- Excerpt provided -
►
Even St Peter, who walked, spoke and ate with God Himself rejected and denied Him. That is the exact things that the devil tempted Jesus with in the desert. To give people what they want, make their lives easy, tell them everything to do, to come down from the Cross, to do powerful signs so people would follow Him. Jesus refused and rebuked Him because that is not the Gospel. That is not who God is, it’s not what we are and it’s not how we are saved.

This world was given all of the signs it’s going to receive. It was given God Himself and we rejected Him and killed Him with our own hands. God promises if you seek you will find. But first you have to truly seek. If you do that God is faithful. He will show you all things.
 
Interesting. What if we build on the analogy, though: the mother gave birth to us, but now when the child is hurt and cries she does not hold him, she does not talk to him when he asks her questions. How would that poor child feel like it was still loved? Surely hearing from the housekeeper or the gardener that his mother still loves him would hardly be sufficient…

How is the mother standing silent showing love? Would we really consider her a loving mother if she just reminded us that she gave birth to us whenever we ask her for help or comfort?

How can we reconcile these two paradigms?
A mother is not love. She can only give love when she chooses. God is love.
, so His love is always present. I think this is difficult for us to understand. My answer is that we may sometimes feel that God has forgotten us, but our Faith tells us this is not true. We only have to look at Jesus on the cross, God did not abandon Him, He was there with Him.
 
False. You cannot knowingly ‘reject’ something that you don’t believe in.
Do you believe in love?
‘Truly, I say to you, as you did it to one of the least of these my brothers, you did it to me.’”
Matthew 25:40
And no one condemns themselves to hell, that is just bending over backwards to shift the blame.
◄
Data entries
►
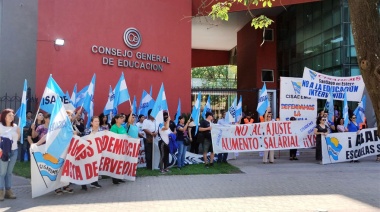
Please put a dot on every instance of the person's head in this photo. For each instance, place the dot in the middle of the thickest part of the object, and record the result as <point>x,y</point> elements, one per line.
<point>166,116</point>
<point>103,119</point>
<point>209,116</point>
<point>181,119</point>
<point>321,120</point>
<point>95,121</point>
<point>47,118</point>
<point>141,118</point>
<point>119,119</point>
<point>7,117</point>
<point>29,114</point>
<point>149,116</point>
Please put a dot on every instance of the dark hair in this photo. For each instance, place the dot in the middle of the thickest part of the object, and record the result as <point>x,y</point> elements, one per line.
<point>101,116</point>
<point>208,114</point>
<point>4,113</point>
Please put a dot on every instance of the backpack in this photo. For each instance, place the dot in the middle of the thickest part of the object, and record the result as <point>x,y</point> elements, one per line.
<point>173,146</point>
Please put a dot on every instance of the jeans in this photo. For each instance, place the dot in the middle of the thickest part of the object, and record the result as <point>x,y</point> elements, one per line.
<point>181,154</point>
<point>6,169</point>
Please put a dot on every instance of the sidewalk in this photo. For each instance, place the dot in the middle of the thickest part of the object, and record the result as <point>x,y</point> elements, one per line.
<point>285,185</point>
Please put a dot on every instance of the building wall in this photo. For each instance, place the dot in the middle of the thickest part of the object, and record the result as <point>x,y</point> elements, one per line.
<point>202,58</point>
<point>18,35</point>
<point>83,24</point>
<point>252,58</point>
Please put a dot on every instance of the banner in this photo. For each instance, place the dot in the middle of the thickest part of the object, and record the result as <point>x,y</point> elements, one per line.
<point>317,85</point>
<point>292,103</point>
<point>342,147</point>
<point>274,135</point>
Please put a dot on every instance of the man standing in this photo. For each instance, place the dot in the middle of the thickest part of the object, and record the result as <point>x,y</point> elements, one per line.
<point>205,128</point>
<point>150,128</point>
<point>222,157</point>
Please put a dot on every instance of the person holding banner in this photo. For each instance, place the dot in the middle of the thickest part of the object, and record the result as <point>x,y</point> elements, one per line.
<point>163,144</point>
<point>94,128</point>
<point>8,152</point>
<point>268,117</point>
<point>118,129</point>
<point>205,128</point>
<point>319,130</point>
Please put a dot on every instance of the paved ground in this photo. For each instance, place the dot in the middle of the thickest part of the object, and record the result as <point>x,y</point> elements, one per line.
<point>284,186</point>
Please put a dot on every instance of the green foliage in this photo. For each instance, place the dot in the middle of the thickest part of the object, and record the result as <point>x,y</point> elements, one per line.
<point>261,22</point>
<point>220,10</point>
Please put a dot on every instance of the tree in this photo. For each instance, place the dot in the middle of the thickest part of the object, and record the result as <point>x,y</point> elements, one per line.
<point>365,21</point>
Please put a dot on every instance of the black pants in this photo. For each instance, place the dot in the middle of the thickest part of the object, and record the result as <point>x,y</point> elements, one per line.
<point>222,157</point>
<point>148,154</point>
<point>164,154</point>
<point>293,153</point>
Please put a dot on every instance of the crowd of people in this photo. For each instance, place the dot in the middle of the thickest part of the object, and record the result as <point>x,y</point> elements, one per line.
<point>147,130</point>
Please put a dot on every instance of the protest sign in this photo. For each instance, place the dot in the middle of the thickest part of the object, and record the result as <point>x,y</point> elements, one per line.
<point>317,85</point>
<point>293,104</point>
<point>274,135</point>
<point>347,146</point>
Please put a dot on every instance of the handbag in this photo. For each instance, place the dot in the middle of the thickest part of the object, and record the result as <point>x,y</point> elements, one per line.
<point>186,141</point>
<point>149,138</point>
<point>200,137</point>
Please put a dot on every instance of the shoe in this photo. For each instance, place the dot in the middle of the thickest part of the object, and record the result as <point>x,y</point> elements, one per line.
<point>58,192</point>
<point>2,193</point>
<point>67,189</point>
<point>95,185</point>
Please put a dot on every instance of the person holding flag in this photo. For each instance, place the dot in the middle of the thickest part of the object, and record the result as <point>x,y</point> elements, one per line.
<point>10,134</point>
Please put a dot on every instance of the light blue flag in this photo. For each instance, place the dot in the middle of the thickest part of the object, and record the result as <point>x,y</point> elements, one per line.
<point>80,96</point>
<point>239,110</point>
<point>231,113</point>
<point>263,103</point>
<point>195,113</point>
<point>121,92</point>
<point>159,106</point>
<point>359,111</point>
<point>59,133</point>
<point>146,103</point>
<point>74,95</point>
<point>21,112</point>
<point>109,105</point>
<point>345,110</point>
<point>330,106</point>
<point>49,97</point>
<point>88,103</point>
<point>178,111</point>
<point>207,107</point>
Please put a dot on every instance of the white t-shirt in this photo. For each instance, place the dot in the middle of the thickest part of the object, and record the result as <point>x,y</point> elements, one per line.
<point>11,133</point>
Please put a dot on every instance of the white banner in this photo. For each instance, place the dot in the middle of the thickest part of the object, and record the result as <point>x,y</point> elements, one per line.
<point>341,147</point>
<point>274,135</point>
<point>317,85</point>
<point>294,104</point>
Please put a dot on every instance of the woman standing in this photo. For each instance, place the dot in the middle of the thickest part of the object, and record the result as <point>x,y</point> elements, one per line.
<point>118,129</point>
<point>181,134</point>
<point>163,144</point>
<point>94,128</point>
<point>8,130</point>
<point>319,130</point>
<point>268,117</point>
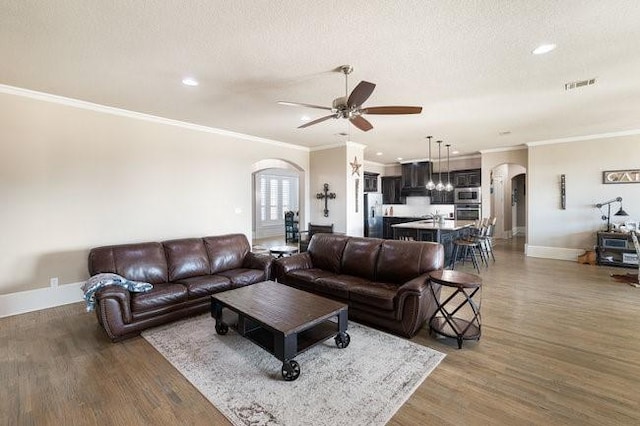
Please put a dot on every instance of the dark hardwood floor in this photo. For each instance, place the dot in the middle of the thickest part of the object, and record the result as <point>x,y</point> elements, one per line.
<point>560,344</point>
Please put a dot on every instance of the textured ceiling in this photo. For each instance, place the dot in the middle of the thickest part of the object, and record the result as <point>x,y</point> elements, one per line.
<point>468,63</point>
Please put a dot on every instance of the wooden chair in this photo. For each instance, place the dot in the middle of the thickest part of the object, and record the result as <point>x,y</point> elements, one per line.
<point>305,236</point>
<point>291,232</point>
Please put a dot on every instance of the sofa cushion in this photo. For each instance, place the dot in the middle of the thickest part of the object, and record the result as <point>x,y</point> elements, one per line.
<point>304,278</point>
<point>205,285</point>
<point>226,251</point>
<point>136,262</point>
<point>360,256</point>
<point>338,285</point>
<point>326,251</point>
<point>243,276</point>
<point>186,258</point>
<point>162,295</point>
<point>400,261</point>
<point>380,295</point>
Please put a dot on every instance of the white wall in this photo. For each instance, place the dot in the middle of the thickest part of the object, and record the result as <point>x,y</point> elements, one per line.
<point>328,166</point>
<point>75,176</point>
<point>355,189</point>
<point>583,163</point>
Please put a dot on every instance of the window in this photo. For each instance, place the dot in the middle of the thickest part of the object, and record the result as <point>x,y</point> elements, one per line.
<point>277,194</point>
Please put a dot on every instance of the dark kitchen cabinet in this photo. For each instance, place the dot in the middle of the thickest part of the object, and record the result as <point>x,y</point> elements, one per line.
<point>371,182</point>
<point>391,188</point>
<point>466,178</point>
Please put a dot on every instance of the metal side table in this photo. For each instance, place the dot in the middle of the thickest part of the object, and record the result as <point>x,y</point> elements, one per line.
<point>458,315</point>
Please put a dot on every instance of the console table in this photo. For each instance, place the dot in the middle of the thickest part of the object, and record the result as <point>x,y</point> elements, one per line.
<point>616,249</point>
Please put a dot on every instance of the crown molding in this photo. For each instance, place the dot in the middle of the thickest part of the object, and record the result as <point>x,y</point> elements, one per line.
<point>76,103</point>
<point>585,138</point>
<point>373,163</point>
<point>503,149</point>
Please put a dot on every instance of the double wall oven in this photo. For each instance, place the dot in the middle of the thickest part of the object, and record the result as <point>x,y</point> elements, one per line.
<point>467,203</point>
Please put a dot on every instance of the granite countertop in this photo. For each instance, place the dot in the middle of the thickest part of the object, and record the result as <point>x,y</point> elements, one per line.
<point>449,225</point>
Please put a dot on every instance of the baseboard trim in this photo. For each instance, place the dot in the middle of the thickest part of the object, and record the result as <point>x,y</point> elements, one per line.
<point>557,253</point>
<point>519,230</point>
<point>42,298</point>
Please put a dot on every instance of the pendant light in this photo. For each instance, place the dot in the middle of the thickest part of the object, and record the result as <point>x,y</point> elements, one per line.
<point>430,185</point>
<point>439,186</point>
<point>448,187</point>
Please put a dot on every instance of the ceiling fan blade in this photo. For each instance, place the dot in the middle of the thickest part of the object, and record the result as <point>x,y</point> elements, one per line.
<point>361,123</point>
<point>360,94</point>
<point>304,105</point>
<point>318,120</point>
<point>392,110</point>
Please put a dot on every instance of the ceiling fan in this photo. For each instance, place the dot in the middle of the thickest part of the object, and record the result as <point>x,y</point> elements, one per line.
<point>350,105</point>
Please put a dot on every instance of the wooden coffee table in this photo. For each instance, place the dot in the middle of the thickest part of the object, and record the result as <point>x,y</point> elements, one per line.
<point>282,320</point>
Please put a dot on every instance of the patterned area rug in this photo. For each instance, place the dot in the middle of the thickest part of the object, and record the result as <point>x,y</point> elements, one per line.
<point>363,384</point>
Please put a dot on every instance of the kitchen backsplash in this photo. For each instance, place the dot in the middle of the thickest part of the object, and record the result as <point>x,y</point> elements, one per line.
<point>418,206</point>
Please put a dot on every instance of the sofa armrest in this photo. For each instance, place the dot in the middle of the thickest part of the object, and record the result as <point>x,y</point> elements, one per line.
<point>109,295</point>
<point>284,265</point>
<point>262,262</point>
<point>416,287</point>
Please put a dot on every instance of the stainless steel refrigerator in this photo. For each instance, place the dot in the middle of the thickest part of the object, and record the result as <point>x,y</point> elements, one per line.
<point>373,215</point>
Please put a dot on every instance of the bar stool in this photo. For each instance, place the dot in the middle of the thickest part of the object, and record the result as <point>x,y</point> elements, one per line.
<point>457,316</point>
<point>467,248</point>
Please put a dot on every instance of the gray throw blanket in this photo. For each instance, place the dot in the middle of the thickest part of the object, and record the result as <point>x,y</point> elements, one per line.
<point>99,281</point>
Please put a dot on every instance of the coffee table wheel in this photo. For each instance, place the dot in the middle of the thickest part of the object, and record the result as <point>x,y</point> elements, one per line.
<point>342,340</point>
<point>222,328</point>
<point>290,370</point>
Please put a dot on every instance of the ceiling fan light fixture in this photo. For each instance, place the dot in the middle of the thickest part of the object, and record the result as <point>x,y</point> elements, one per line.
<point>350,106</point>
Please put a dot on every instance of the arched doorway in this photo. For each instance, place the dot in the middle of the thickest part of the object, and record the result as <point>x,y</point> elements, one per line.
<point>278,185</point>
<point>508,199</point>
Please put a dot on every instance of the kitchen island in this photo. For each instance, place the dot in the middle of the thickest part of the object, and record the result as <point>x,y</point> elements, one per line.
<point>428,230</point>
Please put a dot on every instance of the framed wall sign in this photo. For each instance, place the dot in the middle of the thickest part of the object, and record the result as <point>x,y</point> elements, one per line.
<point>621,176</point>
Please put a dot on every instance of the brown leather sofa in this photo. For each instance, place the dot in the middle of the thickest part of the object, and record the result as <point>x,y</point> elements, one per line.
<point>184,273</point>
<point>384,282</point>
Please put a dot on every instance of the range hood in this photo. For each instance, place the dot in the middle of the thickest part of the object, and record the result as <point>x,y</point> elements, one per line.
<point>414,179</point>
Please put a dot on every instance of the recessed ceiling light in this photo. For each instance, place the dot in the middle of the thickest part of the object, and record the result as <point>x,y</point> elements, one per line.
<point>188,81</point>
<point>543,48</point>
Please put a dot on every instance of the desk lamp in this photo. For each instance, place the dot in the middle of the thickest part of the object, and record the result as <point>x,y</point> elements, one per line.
◄
- What this exercise asks -
1. Rewrite the discussion of God's love from "A mother is" to "don’t believe in.", replacing "mother" with "parent".
2. Answer these questions using the discussion of God's love:
(a) Who walked, spoke and ate with God but still denied Him?
(b) What does God promise to those who seek?
(c) Which Bible verse is cited?

- Answers -
1.
A parent is not love. She can only give love when she chooses. God is love.
, so His love is always present. I think this is difficult for us to understand. My answer is that we may sometimes feel that God has forgotten us, but our Faith tells us this is not true. We only have to look at Jesus on the cross, God did not abandon Him, He was there with Him.
 
False. You cannot knowingly ‘reject’ something that you don’t believe in.

2.
(a) St Peter
(b) That they will find.
(c) Matthew 25:40